◆ TASK STATEMENT: Find every line in the items below that contains the word "radio" and copy each one. Case matters.

## start MATERIAL SUPPLIED

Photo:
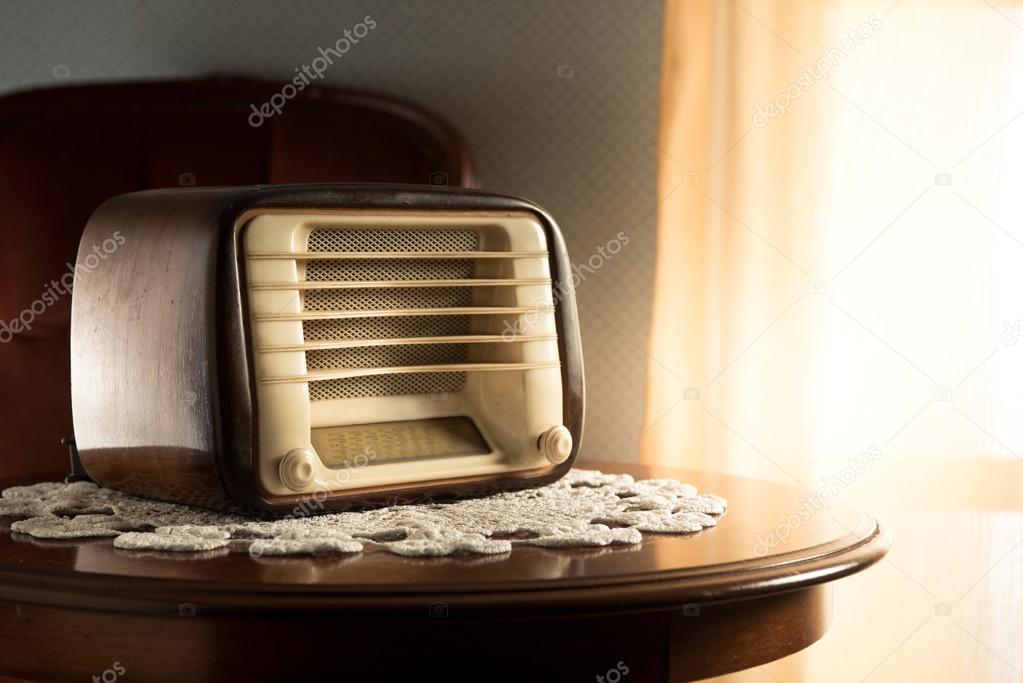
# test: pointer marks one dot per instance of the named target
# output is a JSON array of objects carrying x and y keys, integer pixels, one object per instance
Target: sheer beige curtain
[{"x": 841, "y": 271}]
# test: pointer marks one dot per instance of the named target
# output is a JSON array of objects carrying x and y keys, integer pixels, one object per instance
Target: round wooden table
[{"x": 673, "y": 608}]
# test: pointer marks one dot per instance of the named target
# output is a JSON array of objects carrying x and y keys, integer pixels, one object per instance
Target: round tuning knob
[
  {"x": 556, "y": 444},
  {"x": 298, "y": 468}
]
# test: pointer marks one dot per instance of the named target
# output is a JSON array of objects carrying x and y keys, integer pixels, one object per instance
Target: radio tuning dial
[
  {"x": 298, "y": 468},
  {"x": 556, "y": 444}
]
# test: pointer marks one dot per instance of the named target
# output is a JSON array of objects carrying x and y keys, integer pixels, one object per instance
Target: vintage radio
[{"x": 322, "y": 347}]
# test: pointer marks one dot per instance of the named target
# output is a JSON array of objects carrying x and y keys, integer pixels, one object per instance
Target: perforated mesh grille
[
  {"x": 387, "y": 384},
  {"x": 404, "y": 240},
  {"x": 385, "y": 328},
  {"x": 389, "y": 269},
  {"x": 387, "y": 298},
  {"x": 392, "y": 239},
  {"x": 391, "y": 356}
]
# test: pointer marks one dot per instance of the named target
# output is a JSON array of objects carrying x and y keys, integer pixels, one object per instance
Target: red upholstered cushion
[{"x": 63, "y": 151}]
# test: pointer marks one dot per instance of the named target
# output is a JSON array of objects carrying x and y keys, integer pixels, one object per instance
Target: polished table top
[{"x": 745, "y": 557}]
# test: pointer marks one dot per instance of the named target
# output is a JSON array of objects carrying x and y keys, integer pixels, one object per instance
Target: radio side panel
[{"x": 143, "y": 360}]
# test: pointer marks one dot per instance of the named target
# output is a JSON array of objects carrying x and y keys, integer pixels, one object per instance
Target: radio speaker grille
[{"x": 393, "y": 272}]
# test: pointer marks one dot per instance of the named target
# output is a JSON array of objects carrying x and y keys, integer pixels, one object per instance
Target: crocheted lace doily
[{"x": 583, "y": 508}]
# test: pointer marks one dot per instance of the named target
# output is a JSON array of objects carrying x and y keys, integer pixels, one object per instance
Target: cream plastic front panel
[{"x": 512, "y": 388}]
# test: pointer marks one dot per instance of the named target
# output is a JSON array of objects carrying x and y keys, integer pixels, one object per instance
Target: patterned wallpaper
[{"x": 558, "y": 100}]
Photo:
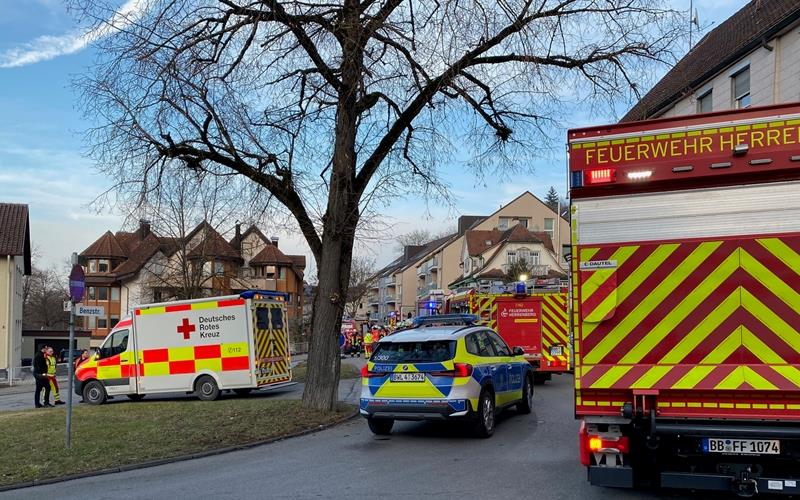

## end MATERIAL SUPPLIED

◆ OUTPUT FOR THIS TASK:
Target: radio tuning dial
Target: vintage radio
Target: radio side panel
Target: radio speaker grille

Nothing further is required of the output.